A gated linear network is a family of backpropagation-free neural architectures, that utilizes a distributed and local credit assignment mechanism. In a gated linear networks each neuron makes a direct target prediction, and has its own set of hard-gated weights that are locally adapted through online convex optimization. Gated linear networks (GLNs) are capable of modeling any compactly supported, continuous density function to arbitrary accuracy.
Backpropagation enables neural networks to learn highly relevant task specific non-linear feature, but has been criticized for a lack of biological plausibility, the existence of multiple local optima due to performing gradient descent on a non-convex loss function, the susceptibility to catastrophic forgetting, and being difficult for human interpretation. Gated linear networks are meant to be an alternative neural model as the approach they use is known for sample efficiency, and offer competitive performance to existing batch machine learning techniques.

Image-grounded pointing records
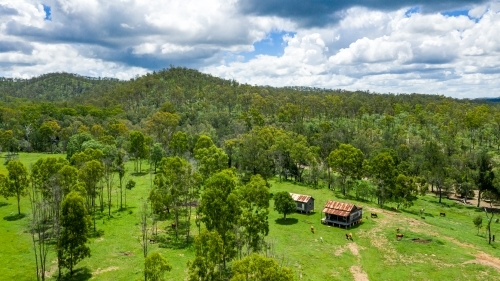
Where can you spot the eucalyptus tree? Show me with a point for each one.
(177, 179)
(220, 209)
(209, 257)
(91, 174)
(211, 159)
(71, 245)
(436, 166)
(256, 267)
(347, 161)
(484, 176)
(382, 170)
(16, 182)
(254, 203)
(284, 203)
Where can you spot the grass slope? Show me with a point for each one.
(453, 251)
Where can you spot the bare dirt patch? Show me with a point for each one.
(100, 271)
(353, 247)
(485, 259)
(127, 254)
(358, 273)
(424, 241)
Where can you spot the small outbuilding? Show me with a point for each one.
(341, 214)
(305, 203)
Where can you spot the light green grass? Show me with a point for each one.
(293, 243)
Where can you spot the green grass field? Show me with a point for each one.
(452, 250)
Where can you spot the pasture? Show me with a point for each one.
(447, 247)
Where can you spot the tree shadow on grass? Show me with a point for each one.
(80, 274)
(288, 221)
(171, 242)
(14, 217)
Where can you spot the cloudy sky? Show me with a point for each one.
(446, 47)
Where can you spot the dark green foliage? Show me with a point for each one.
(71, 246)
(284, 203)
(155, 267)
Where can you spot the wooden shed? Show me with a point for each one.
(341, 214)
(305, 203)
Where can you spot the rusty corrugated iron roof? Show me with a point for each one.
(300, 197)
(338, 208)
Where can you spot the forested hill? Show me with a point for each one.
(55, 87)
(187, 100)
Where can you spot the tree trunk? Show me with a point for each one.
(18, 206)
(479, 198)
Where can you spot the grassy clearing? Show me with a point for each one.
(452, 250)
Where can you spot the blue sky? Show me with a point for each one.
(448, 47)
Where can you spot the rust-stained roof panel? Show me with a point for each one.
(300, 197)
(338, 208)
(336, 212)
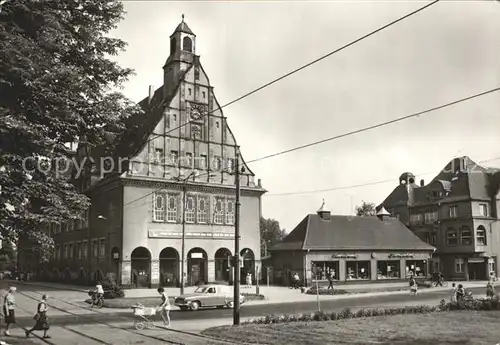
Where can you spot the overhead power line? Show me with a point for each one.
(302, 67)
(314, 191)
(345, 135)
(374, 126)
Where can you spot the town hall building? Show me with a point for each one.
(176, 173)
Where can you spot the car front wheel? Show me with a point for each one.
(195, 305)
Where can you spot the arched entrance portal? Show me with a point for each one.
(141, 263)
(197, 266)
(248, 259)
(222, 268)
(169, 267)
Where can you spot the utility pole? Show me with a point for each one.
(236, 311)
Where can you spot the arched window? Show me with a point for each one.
(465, 235)
(173, 43)
(481, 236)
(187, 44)
(451, 237)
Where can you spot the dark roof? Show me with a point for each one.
(183, 27)
(351, 233)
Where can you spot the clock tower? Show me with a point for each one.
(182, 55)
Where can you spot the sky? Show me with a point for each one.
(449, 51)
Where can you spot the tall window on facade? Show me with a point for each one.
(459, 265)
(190, 209)
(465, 235)
(451, 237)
(202, 209)
(219, 211)
(230, 211)
(172, 208)
(159, 207)
(187, 44)
(174, 157)
(203, 162)
(431, 217)
(481, 236)
(388, 269)
(483, 210)
(358, 270)
(216, 164)
(102, 248)
(416, 218)
(189, 159)
(158, 158)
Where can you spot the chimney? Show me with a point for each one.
(151, 93)
(323, 212)
(383, 215)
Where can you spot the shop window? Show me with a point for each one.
(358, 270)
(481, 236)
(322, 270)
(451, 237)
(459, 265)
(465, 235)
(202, 209)
(388, 269)
(416, 268)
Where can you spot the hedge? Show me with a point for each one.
(347, 313)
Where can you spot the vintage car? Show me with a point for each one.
(212, 295)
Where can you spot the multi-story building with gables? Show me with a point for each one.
(183, 150)
(458, 213)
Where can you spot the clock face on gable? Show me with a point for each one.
(197, 112)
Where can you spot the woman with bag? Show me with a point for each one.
(164, 307)
(9, 309)
(41, 319)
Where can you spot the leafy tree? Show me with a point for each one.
(56, 87)
(366, 209)
(270, 234)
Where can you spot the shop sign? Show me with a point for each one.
(404, 255)
(344, 256)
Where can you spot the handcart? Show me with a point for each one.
(144, 314)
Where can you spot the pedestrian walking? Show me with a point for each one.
(490, 291)
(413, 286)
(164, 307)
(331, 277)
(453, 296)
(41, 319)
(249, 280)
(9, 309)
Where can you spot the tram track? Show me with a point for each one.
(206, 339)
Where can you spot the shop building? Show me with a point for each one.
(176, 173)
(354, 249)
(457, 212)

◆ **Tasks to perform**
• A. Do these statements agree with the passage on gated linear networks? Answer yes or no for each, quoting the deciding words. (i) Each neuron in a gated linear network makes a direct target prediction. (ii) Gated linear networks are trained by backpropagation. (iii) Backpropagation has been criticized for being susceptible to catastrophic forgetting.
• B. Carry on the passage on gated linear networks from its last sentence.
The records play no part in this work.

◆ **Exercise results**
• A.
(i) Yes: "each neuron makes a direct target prediction"
(ii) No: "backpropagation-free neural architectures"
(iii) Yes: "the susceptibility to catastrophic forgetting"

• B.
Gated linear networks are feed-forward networks composed of several layers of gated geometric mixing neurons in which each neuron in a given layer outputs a gated geometric mixture of the predictions from the previous layer. The final layer consists of only one neuron which determines the output of the entire network. Each neuron receives two types of input which ultimately provide the prediction of the system. The first input is side information similar to input features on a standard supervised learning setup. The second is the input of the predictions output by the previous layer. Layer zero may be provided with 'base predictions'. Neurons take constant predictions allowing bias weight to be learned, and upon receiving an input, every gate in the network fire, meaning each neuron attempts to predict the target with an associated per-neuron loss.